• **Document**:
==*==
# stocking help for African 90



## jprny (Mar 29, 2014)

Hi, been keeping marine fish for decades, but decided to try Africans (no salt creep) ;-)
I'm working on a stocking plan for a 90g display. I've been reading a lot, but still have some questions.
I appreciate any help you "old timers" can offer me.

1. Seems like I have to decide whether I eventually want a male only tank or a mixed gender tank. If I understand it, mixed gender basically means 1 male and 2-4 females depending on species, true? We're looking for a lot of color and variety, but I'm fine with a bunch of females being around as well. I don't care at all about breeding and will allow fry to be eaten or will remove. Suggestions for deciding? I'd ideally not like to spend a ton of time figuring out pairs (if it takes a lot of time?)

2. Of course, there's lots of conflicting advice about mixing lakes and mixing Malawis. I've read that a couple of Tanganyikans in with Peacocks/Haps should be OK and that some less aggressive Mbuna would also be OK if they are smaller than the others. True, or asking for trouble, especially for a beginner with Africans?

3. At the moment, I'm trying to make decisions about what to rule out since those are irreversible. What I'm left with are (please pardon abbreviations and bad spelling):
Mbuna: Labido, Labeo, Pseudotropheus. Seems like I could include cyno on this list if I drop pseudo. Read mixed things about metraclimas.
Tanganyika: Eretmodus, julido, lepido, and neolamp. Then looks like either alto or tropheus
Other Malawi: Compadichromis, Otolarynx, Placido, Cyrto, Scieano, Protomelas, autoloncara. Seems best to avoid Nimo and Dimidio in a community tank? How about Pundamilia?
Anything jump out as bad ideas on this list (other than too much)?

4. I plan to have some rainbow fish, a bristlenose pleco, and some synodontis cats. I imagine I should pick one species for the cats and have all the same? Also, Irian Red OK as a target fish instead of rainbows?

5. I'm thinking I should plan on 30-ish adults. Anybody on this list that is going to get way too big? If I buy juveniles, should I plan on buying 3 for each one I hope to keep? I'm doing a fishless cycle. Should I plan to put most of the non-Mbunas in right away? Or recommendations for doing this in stages?
==*==
Recorded data:
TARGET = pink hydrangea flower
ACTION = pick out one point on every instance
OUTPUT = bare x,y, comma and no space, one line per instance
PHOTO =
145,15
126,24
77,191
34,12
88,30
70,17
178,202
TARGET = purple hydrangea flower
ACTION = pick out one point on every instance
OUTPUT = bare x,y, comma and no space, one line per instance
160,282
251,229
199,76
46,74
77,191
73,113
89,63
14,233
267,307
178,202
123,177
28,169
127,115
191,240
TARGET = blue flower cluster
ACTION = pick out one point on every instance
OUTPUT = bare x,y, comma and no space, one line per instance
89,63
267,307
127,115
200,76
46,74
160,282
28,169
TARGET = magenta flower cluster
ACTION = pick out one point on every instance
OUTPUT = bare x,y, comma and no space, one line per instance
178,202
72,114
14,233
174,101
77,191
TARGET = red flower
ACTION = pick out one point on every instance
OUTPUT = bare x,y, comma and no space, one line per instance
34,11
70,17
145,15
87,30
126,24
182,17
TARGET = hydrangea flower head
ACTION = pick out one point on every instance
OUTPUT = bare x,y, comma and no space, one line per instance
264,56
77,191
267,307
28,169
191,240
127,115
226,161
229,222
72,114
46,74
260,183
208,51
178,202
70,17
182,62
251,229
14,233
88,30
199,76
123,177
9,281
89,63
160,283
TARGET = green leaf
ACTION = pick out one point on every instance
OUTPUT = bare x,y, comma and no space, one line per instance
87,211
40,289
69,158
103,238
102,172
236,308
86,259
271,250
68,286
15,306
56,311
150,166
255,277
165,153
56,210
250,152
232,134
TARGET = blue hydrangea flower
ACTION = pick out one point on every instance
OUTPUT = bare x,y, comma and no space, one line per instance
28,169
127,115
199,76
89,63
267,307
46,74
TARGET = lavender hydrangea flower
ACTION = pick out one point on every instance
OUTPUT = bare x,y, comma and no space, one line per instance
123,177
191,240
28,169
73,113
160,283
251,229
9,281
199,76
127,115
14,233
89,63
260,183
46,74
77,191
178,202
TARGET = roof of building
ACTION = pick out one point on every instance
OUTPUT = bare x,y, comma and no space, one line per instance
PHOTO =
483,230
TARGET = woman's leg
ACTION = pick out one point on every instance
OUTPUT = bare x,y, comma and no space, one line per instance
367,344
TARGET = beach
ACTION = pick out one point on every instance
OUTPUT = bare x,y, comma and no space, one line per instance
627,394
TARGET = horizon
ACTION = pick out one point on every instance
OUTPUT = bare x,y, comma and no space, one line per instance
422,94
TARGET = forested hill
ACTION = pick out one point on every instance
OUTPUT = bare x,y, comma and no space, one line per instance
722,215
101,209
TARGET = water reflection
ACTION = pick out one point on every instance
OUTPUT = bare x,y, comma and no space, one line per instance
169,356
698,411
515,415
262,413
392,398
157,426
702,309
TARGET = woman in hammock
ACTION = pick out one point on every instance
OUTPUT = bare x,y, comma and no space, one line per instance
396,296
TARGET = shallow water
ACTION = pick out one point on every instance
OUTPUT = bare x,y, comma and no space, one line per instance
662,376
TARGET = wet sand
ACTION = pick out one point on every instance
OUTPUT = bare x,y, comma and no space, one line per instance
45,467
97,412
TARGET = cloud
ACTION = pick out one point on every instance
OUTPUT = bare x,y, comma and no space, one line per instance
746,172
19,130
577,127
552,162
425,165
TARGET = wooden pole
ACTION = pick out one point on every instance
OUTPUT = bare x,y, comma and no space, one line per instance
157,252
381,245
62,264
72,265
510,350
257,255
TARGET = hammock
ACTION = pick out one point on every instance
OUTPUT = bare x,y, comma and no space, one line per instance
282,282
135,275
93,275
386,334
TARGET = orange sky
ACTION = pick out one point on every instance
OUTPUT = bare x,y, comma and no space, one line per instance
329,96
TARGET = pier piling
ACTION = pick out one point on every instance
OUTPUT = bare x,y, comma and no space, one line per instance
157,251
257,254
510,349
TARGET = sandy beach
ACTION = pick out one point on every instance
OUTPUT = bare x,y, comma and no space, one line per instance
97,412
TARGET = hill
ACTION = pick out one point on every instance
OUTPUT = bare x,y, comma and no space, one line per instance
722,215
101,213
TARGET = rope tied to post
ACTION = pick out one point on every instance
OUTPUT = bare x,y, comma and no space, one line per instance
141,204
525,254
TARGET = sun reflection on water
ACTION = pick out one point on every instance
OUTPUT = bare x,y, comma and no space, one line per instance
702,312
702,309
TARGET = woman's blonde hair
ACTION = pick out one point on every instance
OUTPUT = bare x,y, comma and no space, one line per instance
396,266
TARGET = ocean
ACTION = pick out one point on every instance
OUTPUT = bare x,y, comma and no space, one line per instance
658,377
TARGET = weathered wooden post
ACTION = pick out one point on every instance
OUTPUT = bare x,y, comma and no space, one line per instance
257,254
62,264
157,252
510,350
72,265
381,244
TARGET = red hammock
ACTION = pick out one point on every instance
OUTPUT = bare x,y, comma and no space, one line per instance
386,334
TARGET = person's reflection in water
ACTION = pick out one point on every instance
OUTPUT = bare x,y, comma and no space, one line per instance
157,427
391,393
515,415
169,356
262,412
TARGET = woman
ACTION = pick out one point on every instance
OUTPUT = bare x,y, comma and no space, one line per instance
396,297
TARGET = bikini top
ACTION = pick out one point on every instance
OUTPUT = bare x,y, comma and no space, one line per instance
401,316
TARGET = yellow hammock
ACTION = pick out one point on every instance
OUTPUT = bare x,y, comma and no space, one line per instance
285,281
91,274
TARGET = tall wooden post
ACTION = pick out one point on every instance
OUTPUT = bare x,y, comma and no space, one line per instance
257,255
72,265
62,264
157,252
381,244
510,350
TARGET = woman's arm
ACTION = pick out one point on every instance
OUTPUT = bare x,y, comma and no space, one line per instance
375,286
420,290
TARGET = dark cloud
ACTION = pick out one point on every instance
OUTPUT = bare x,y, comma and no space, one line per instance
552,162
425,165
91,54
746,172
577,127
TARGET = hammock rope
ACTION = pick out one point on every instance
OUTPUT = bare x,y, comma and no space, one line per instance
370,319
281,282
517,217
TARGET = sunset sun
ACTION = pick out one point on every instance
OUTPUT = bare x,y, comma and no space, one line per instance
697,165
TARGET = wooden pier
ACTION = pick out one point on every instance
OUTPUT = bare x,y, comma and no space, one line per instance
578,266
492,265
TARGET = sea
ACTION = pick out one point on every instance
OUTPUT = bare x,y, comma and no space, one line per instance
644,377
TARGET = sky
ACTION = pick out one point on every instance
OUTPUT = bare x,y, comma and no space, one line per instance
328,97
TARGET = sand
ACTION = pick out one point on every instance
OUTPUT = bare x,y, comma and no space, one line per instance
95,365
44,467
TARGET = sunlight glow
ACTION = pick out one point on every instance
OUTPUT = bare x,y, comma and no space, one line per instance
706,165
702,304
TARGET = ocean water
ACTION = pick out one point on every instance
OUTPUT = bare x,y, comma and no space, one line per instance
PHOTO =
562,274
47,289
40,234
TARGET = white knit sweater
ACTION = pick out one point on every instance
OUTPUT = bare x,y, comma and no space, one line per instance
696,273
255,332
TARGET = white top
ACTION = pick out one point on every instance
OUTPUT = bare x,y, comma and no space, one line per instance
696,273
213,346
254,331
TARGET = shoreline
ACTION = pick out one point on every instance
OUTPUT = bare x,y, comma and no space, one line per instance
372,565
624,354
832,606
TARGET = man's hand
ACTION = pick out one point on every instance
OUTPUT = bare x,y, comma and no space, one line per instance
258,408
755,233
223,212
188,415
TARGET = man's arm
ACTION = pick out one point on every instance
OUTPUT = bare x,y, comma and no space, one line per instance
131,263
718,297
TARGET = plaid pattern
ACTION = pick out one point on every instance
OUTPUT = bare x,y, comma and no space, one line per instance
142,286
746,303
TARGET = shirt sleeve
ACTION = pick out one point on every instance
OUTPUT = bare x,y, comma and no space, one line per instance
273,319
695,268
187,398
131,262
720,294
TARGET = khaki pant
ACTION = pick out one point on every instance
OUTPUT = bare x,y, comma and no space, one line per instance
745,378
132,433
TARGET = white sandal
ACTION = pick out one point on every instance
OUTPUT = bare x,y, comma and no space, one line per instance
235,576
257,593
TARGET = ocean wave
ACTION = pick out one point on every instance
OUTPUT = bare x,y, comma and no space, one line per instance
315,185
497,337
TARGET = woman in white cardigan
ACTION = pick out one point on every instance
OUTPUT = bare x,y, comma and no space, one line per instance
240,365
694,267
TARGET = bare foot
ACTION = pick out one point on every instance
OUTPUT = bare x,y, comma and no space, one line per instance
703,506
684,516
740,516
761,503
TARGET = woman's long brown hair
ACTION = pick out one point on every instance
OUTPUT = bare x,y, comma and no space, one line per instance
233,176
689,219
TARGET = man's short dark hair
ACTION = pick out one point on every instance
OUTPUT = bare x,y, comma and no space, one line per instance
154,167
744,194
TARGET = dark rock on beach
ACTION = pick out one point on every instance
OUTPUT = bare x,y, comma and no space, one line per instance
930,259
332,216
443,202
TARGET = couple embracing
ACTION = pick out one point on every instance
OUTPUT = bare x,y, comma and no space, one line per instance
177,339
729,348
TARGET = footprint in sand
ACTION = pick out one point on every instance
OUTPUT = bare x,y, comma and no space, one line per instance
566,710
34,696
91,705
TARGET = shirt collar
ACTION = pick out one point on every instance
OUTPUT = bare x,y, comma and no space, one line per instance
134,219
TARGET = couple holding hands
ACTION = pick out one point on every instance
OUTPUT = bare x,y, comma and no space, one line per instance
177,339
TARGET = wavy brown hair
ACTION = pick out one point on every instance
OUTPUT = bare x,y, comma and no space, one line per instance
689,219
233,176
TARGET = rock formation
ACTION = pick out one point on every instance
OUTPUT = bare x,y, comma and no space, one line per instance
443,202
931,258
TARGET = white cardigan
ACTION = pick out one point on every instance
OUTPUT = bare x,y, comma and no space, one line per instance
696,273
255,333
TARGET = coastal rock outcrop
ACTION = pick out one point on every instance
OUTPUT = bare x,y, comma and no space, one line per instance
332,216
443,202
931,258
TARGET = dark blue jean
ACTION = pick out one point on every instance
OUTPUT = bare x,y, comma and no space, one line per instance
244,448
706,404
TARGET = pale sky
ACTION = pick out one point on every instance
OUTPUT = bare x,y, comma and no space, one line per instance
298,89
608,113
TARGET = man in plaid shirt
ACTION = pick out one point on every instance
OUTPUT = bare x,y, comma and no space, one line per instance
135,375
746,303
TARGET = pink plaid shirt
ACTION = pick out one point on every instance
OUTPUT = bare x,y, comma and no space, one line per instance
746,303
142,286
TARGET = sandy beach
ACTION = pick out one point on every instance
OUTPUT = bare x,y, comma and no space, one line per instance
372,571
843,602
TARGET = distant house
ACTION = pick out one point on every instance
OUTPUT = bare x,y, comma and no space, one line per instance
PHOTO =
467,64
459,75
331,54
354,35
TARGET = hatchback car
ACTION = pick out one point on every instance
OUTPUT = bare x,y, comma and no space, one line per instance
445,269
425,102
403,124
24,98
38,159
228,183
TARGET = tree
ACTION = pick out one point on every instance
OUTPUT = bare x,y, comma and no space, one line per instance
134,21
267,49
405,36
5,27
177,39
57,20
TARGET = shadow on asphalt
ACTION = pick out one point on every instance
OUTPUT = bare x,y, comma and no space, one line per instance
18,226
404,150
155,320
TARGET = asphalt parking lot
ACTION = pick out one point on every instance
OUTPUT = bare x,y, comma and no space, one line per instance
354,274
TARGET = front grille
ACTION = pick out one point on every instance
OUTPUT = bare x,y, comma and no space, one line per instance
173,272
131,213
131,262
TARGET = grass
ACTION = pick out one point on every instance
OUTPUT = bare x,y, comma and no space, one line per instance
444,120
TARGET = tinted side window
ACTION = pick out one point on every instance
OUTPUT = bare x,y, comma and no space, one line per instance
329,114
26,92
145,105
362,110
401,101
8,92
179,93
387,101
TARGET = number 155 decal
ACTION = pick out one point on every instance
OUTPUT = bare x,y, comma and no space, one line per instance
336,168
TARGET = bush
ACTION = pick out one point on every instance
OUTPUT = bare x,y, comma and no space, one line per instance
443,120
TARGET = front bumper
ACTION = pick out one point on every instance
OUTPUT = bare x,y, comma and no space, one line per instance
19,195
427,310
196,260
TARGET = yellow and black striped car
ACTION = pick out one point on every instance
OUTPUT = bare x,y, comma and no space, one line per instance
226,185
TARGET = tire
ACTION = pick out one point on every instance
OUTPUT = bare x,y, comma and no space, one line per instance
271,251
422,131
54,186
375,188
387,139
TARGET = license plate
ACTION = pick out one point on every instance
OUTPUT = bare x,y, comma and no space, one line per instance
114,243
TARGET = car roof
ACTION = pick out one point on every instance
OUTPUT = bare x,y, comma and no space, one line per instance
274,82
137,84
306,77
==*==
• **Aim of the task**: List every Tanganyikan fish the post names as still under consideration. Answer using only the post.

• **Response for this exercise**: Eretmodus, julido, lepido, neolamp, alto, tropheus